• Task: Exactly repeat the line that contains "If you could tag the dark", then every line after it up to and including the final line.

===============

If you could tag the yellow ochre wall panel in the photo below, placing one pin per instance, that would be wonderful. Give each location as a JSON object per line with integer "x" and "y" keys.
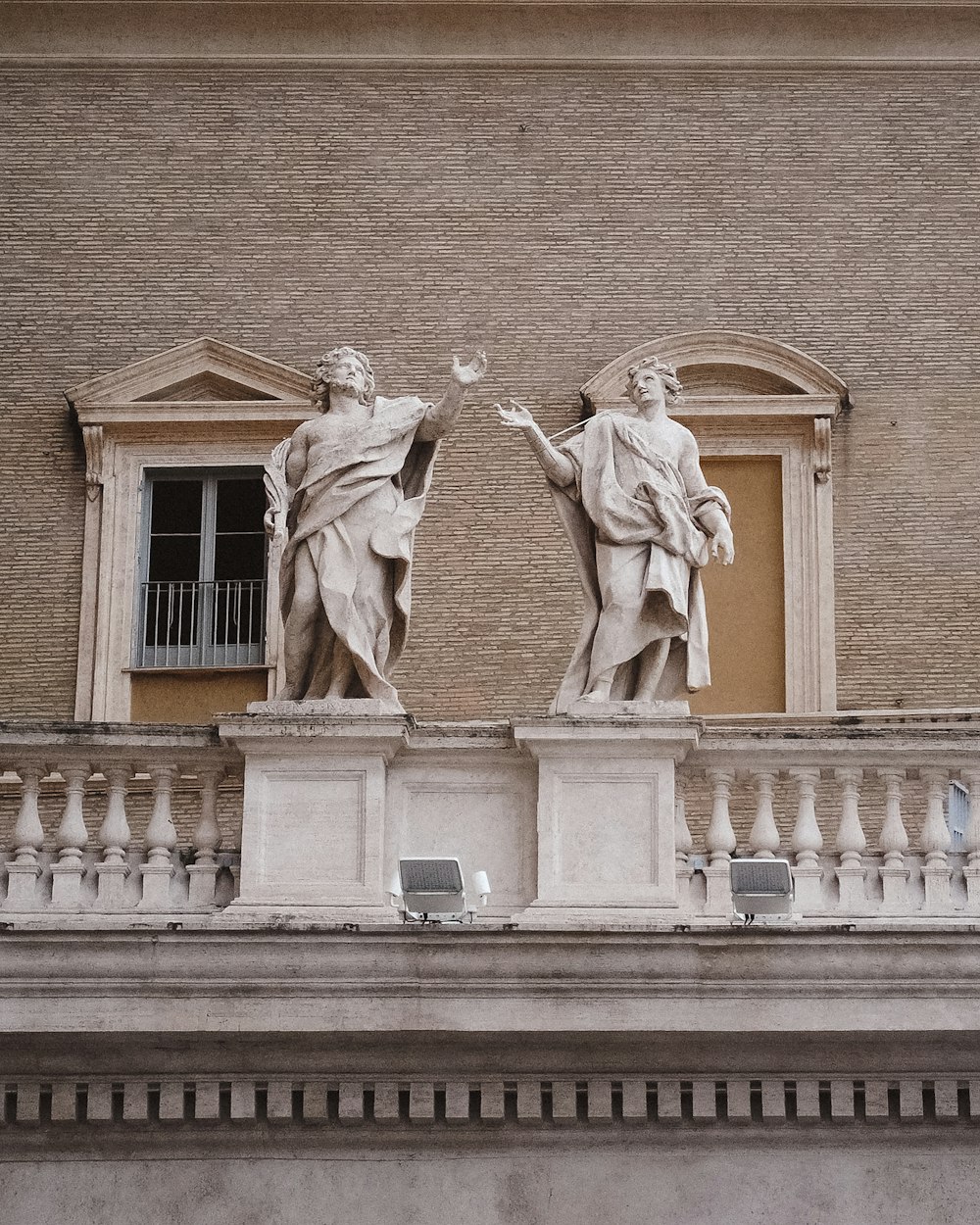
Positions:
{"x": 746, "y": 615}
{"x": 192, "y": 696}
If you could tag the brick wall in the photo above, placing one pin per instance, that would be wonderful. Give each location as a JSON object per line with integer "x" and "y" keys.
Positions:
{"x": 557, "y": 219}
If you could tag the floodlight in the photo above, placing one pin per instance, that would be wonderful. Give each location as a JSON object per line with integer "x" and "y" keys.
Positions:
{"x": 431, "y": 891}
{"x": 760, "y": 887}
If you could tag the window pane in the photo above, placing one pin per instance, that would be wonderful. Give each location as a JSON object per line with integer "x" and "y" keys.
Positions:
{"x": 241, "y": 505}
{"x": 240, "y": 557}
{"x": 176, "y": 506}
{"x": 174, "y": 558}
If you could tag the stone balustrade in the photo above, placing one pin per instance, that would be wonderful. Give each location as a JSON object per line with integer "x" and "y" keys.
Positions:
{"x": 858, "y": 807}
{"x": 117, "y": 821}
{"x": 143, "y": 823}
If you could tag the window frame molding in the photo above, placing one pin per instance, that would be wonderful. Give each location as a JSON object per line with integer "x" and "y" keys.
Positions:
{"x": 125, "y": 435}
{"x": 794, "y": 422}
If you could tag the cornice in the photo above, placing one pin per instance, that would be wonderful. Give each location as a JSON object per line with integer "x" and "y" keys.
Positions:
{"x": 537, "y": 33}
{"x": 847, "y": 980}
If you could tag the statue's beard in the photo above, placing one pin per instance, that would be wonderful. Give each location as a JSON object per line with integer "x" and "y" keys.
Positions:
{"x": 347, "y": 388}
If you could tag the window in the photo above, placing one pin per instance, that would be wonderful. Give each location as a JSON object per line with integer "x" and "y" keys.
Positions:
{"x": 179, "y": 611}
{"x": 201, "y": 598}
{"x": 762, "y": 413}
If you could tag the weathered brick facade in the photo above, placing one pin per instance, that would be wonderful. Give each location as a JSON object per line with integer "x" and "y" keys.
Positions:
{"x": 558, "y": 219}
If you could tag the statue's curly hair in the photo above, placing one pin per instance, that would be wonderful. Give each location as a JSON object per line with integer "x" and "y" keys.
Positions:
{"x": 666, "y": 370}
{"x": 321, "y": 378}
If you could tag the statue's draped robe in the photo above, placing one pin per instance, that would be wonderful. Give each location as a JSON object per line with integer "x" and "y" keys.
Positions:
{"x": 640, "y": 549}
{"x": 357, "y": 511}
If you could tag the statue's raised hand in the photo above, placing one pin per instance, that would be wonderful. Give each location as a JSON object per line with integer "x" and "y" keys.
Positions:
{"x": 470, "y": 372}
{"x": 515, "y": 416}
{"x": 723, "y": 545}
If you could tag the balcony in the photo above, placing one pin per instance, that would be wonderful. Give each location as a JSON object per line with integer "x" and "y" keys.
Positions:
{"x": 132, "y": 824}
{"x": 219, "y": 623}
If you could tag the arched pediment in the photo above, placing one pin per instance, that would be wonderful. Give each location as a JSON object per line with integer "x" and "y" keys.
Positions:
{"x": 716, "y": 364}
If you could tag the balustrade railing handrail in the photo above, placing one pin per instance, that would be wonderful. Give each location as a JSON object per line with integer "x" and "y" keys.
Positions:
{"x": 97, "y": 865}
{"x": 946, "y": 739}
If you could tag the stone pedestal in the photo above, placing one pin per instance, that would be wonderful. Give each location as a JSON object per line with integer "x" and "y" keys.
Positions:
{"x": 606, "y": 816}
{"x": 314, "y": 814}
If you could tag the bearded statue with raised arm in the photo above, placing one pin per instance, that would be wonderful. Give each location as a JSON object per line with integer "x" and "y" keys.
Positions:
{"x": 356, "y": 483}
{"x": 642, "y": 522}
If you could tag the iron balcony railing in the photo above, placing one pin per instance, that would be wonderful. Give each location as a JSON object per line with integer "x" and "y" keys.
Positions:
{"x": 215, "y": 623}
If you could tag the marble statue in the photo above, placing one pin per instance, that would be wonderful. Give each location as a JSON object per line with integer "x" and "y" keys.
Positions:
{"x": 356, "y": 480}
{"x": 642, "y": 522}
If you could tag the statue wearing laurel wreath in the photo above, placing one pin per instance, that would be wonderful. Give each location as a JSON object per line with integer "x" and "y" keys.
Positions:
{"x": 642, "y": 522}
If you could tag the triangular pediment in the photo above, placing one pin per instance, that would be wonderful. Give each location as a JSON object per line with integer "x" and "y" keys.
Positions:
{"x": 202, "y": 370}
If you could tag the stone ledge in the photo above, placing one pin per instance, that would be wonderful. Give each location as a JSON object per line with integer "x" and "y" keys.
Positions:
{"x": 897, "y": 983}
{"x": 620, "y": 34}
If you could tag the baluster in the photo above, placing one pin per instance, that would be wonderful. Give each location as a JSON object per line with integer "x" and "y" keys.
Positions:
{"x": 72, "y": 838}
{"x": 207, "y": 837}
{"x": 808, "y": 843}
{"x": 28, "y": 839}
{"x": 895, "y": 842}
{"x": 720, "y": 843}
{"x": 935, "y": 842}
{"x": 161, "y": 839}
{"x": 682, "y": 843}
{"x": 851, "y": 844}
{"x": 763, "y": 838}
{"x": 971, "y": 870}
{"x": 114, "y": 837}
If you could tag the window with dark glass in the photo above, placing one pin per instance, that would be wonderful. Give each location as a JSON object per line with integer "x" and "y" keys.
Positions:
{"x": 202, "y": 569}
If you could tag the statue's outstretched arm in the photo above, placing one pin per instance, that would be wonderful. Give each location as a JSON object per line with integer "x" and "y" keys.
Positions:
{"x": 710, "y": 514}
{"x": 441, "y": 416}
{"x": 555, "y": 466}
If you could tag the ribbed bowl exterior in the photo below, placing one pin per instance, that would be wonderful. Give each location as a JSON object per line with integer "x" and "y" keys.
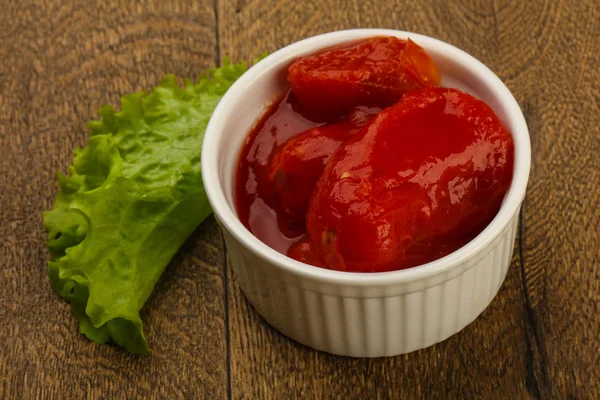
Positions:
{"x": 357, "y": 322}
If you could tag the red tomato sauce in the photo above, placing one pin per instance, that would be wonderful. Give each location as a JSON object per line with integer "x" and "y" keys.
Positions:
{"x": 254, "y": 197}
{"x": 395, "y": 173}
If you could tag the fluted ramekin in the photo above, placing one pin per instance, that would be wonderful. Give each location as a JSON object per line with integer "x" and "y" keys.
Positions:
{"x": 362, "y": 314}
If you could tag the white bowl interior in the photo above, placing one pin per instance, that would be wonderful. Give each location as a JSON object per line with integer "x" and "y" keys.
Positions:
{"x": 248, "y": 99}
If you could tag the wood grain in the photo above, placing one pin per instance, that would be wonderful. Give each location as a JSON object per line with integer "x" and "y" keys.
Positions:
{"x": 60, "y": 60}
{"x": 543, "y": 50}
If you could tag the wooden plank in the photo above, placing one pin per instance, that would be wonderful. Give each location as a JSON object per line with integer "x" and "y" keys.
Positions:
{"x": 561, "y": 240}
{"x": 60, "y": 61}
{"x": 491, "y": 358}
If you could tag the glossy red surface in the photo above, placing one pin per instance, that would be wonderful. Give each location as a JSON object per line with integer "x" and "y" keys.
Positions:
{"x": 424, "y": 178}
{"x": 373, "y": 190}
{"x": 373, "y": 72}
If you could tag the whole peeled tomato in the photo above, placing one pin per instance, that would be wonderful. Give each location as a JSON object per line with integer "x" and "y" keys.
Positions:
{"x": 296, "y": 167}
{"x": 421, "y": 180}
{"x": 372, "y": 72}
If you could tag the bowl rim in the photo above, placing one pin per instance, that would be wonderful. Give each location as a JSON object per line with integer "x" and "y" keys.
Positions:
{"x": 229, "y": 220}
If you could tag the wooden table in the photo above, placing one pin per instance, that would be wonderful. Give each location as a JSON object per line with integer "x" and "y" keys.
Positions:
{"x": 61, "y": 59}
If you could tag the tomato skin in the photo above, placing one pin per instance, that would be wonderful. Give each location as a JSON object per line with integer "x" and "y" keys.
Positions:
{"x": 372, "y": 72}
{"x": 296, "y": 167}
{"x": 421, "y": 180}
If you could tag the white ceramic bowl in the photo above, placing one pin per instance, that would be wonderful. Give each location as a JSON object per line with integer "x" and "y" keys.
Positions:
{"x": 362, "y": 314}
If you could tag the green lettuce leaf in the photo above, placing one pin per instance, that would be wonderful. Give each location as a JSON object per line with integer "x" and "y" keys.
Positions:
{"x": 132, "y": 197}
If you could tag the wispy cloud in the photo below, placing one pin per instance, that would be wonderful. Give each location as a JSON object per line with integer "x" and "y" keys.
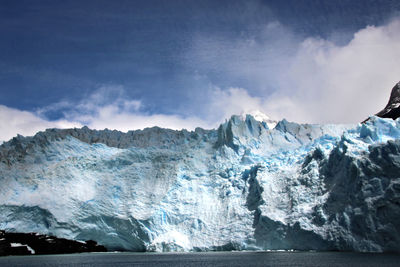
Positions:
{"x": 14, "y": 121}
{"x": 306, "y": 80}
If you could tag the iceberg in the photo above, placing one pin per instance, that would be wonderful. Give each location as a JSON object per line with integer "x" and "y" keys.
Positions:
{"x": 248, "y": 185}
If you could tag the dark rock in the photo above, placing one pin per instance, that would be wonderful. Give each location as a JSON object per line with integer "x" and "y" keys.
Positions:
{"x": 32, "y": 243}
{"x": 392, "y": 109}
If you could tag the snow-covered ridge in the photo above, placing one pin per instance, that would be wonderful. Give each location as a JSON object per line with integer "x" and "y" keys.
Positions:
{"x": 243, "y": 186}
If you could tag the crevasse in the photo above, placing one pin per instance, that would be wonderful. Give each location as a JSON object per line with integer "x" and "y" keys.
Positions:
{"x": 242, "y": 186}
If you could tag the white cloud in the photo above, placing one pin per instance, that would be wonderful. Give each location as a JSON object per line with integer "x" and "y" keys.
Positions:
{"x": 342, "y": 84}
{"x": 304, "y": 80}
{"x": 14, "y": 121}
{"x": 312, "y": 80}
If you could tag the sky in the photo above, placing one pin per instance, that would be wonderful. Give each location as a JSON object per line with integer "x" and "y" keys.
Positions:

===============

• Solution to this problem:
If you could tag the dark rock in the photo above, placing one pin per instance, that would be wonderful. Give each location as a JSON object per line with integer "x" and "y" keys.
Positions:
{"x": 32, "y": 243}
{"x": 392, "y": 109}
If you could tag the snow-covered ridge in the photo above, placing one pin per instance, that would be wonderful. Give each location as a JSON object per line with integer "x" and "y" keys.
Positions:
{"x": 243, "y": 186}
If you could tag the crevasse in the photo above, placing one pin per instance, that would be wonderful. Give each location as a JSON object per line with integer "x" and "y" keys.
Positions:
{"x": 242, "y": 186}
If you could tag the white cloud in the photo above, placing one pin per instance, that would be wonderful. Give each location as a JSON object per line with integer "x" and "y" keys.
Positions:
{"x": 342, "y": 84}
{"x": 304, "y": 80}
{"x": 14, "y": 121}
{"x": 312, "y": 80}
If you could tag the sky in the photo above, placing one pin per instance, that would be wonderful. Give each location as a JSON object per line with integer "x" and "y" keys.
Positions:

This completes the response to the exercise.